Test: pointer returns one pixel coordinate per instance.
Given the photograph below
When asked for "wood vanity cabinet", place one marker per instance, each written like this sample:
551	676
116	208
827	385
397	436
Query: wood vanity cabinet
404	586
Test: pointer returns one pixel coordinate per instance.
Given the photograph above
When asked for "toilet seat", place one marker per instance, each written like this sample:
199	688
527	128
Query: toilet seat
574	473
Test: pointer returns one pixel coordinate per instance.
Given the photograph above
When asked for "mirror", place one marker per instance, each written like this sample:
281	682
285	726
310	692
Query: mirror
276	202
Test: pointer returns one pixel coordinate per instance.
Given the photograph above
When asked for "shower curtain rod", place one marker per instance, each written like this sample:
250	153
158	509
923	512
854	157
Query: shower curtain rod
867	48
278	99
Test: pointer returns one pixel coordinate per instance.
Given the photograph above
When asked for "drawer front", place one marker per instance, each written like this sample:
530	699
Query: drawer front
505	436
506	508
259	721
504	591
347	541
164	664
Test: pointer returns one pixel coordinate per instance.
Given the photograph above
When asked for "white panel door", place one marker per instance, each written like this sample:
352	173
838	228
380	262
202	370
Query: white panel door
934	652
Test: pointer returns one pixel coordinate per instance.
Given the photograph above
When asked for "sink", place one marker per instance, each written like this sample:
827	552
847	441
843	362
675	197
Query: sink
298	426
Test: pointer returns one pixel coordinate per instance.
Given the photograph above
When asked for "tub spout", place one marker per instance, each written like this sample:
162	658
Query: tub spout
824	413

····················

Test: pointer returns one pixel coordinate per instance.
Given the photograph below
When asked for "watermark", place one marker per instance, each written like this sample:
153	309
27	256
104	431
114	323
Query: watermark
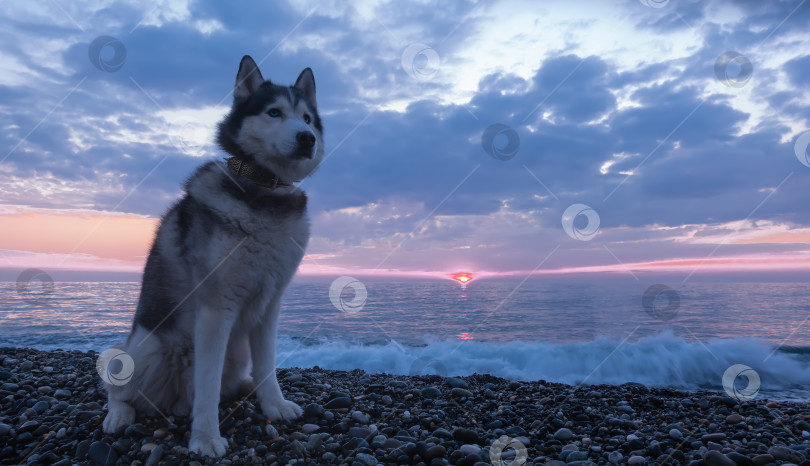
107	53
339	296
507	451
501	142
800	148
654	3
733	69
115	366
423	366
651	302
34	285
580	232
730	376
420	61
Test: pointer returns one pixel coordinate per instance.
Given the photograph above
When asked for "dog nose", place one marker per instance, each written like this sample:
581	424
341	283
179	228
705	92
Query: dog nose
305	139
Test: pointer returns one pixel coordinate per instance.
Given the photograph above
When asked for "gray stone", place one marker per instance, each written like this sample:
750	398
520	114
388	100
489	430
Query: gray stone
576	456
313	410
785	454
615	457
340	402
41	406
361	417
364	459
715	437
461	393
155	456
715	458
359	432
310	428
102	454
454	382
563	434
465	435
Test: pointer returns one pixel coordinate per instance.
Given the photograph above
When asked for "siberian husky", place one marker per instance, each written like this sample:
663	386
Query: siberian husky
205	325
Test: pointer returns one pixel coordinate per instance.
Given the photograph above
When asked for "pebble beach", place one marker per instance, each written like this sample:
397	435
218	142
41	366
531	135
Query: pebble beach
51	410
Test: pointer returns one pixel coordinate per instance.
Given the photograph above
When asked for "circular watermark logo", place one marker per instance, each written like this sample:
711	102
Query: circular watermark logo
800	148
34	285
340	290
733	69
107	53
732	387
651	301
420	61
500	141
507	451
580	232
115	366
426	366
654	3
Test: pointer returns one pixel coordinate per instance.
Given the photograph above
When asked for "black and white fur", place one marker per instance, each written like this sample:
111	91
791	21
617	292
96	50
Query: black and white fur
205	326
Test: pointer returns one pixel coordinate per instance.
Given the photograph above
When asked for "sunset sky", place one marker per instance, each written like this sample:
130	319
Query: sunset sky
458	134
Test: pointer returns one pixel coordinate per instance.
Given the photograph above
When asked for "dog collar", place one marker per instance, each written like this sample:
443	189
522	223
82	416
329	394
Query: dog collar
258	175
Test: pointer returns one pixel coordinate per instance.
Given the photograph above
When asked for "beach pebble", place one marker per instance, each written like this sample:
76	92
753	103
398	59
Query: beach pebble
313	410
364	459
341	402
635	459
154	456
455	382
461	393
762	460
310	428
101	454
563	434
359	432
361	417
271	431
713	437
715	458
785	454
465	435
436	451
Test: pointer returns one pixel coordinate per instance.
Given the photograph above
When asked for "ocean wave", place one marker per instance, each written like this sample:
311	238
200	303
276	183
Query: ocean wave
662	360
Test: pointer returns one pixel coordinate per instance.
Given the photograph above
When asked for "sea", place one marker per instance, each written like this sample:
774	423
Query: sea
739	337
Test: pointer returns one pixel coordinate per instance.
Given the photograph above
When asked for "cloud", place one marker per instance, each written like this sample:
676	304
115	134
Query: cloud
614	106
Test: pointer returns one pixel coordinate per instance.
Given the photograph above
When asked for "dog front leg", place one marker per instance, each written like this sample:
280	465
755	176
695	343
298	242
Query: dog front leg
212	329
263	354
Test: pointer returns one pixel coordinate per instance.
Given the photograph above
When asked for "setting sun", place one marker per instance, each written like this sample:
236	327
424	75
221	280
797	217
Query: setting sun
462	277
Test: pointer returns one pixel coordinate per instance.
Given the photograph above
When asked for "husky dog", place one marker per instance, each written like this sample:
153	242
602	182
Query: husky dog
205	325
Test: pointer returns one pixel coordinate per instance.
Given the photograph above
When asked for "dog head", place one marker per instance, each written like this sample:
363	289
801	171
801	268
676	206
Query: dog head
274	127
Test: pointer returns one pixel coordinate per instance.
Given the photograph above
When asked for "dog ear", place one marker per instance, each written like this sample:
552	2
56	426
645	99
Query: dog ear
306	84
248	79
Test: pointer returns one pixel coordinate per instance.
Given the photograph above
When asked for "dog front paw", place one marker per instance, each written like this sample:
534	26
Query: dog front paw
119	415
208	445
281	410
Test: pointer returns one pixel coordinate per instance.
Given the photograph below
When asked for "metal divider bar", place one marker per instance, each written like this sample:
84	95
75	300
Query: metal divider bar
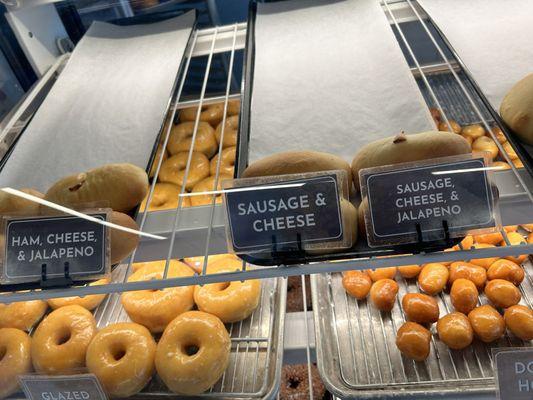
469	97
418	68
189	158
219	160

····················

**Instructions to follow**
Collect every line of the data above that contains the string "setting". Case counts.

**The solution**
When asked for "setting sun", place one marker per instance, each written like this sample:
Query: setting sun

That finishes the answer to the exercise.